Start of Block

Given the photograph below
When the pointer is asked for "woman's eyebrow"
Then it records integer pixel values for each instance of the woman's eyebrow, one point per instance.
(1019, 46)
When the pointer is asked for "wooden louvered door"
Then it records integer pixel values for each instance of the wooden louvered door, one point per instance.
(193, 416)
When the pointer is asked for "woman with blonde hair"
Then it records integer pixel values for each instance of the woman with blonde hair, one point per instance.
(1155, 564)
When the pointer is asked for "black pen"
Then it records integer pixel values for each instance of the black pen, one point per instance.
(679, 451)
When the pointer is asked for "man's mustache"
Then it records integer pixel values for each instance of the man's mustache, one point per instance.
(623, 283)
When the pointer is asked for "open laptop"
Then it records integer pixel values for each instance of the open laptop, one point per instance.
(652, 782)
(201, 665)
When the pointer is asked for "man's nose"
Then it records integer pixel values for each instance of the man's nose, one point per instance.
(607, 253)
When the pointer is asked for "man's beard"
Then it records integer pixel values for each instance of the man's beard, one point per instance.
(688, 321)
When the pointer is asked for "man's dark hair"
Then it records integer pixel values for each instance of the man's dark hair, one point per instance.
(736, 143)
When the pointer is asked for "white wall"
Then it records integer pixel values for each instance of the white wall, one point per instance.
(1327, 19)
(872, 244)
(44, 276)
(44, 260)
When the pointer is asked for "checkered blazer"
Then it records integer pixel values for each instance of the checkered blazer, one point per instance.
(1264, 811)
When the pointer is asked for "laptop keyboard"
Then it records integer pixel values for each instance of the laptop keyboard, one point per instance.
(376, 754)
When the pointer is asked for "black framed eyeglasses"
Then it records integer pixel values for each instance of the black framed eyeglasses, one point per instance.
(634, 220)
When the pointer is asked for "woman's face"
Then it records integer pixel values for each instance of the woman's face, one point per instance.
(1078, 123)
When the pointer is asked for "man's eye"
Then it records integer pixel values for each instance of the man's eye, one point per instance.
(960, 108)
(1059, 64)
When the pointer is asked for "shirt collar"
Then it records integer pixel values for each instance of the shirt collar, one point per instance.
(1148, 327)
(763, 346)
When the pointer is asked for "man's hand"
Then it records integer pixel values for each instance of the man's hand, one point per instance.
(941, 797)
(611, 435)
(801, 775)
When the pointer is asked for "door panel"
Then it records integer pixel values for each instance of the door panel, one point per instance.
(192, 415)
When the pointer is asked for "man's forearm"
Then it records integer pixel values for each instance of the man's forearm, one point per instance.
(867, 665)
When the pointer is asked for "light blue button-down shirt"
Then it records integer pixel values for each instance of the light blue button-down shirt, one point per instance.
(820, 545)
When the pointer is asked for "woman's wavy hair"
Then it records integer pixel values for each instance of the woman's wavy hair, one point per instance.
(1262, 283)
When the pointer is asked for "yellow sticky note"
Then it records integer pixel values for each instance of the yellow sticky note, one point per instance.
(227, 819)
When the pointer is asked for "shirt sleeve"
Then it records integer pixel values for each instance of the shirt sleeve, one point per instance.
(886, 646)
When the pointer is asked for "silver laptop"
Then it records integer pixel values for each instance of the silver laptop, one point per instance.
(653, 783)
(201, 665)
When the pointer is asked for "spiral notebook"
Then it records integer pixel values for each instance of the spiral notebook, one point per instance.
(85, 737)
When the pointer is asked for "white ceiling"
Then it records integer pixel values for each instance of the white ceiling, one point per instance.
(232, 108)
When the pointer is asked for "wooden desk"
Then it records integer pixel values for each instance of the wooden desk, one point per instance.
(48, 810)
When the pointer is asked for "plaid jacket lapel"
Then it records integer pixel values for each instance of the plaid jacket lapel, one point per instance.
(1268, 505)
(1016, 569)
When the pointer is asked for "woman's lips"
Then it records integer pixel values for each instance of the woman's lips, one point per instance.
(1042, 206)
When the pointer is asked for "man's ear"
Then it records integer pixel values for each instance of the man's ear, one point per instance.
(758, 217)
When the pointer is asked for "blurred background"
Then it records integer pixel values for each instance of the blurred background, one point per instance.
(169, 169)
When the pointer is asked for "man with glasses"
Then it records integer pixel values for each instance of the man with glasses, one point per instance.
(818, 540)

End of Block

(Problem):
In full and word for word, set down the records shown above.

(Output of the task):
Given the photograph below
When the pointer is asked for "woman's eyebrow"
Then it records integer pixel values for each instance of the woman's eyebrow, one point per instance.
(1019, 46)
When the pointer is asked for "wooden louvered door"
Then it records integer pixel values for each instance of the wooden louvered door, one point per instance.
(193, 416)
When the pointer is asked for "woman with blonde hair"
Then it records integer pixel values for each instance of the woman with blonde hair, one point per instance.
(1155, 564)
When the pointer is asked for "black pen"
Then it records integer pixel values for each instance of the black pen, one point per instance.
(679, 451)
When the pointer is asked for "man's mustache"
Then it records integer pixel values for each instance of the man's mustache, one point per instance.
(623, 283)
When the pointer is asked for "open laptop"
Then it records integer pixel values for each instance of the open laptop, one point per instance.
(652, 782)
(201, 665)
When the pointer is asked for "man's nose"
Then it records integer pixel values for each instance of the man's nose, one point per instance.
(607, 253)
When the pointer is asked for "man's beard"
Then it records integer pixel values for each instance of the man's beard, one point per instance.
(688, 321)
When the pointer is asked for "man's dark hair"
Then it records integer pixel values for each instance of the man's dark hair, one point per instance.
(736, 143)
When the pointer is asked for "white wall"
Then it records integer pixel values for each instance of the white wall, one point per instance.
(1327, 19)
(872, 244)
(44, 276)
(44, 260)
When the pointer is asked for "checkered blazer"
Then it records integer pixel values for each instance of the checkered blazer, one point per instance.
(1264, 811)
When the pointer is asked for "laptop keyboard"
Then it records integer pixel values for each instance of the laptop keyboard, one point per instance.
(376, 754)
When the pointer is asked for "black framed eyeglasses"
Then it records integer pixel values for each instance of the black framed eyeglasses, one point per instance.
(634, 220)
When the pointer is asked for "woman's face"
Then it records integer pixel values for each instance of the woman's face, one point per instance.
(1078, 123)
When the pointer is asked for "man's eye"
Then it records integer pixel values for each instance of the man's eye, one point per instance.
(960, 108)
(1059, 64)
When the pointer is asked for "shirt collar"
Then it records integer pixel values for each instance of the shirt collar, one point per instance.
(1148, 327)
(763, 346)
When the pointer is asked for "man's hand"
Then it records integer pixel values for each instance of the man's hand, one point per instance.
(941, 797)
(611, 435)
(801, 775)
When the pointer is asked for "door panel"
Then it records integer pixel values for each instance of the door panel, one point per instance.
(192, 415)
When the pointer is asked for "man's forearm"
Then it records integer pixel values for each instance of the man's forearm, one point per instance.
(867, 665)
When the pointer is asked for "light blue button-down shirt"
Then it records integer pixel values for each instance of the light blue button-down shirt, one point per instance.
(820, 545)
When the pointer is asked for "woman's wavy hair"
Then it records integer pixel values for each instance of the woman's wavy hair, one point per instance.
(1262, 283)
When the pointer is asked for "yellow sticky note"
Then it records integer pixel values for each instance of the yellow sticky note, one point per instance.
(227, 819)
When the pointer is asked for "shirt sleeve"
Then it records integer pixel values for each instance of the shirt sleeve, one point per instance.
(886, 646)
When the pointer is asked for "silver laptop"
Then it records integer pixel values for each instance of the silver laptop, one point per instance.
(653, 783)
(201, 665)
When the pointer is asked for "spiral notebook"
Then it records integer pixel values for each instance of the spiral notebook, one point per instance.
(85, 737)
When the pointer is asked for "white ceiling"
Then it records integer pixel values for each instance of the white ceiling, one point per instance.
(232, 108)
When the pointer is asked for "wooden desk"
Then it records integer pixel values for each instance of the wooden desk, one point per instance.
(48, 810)
When the pointer is asked for "plaid jacket lapel"
Then it records integer pixel values for each instance of the plaid jacket lapel, one point per instance.
(1268, 505)
(1016, 569)
When the pointer is asked for "woman's lips"
Then it records integer pixel values for each instance of the woman's lips, one point per instance.
(1042, 206)
When the pointer is asked for "man's ear"
Then it records integer pixel values for each instance of the man's ear, one point per instance.
(758, 217)
When the pointer is asked for "blurred background"
Then it records integer pixel values for each instance of the blurred background, one point per instance.
(169, 169)
When the pointer is asked for "man with glasses"
Then it records integer pixel values for each instance of the man with glasses, one point per instance.
(818, 540)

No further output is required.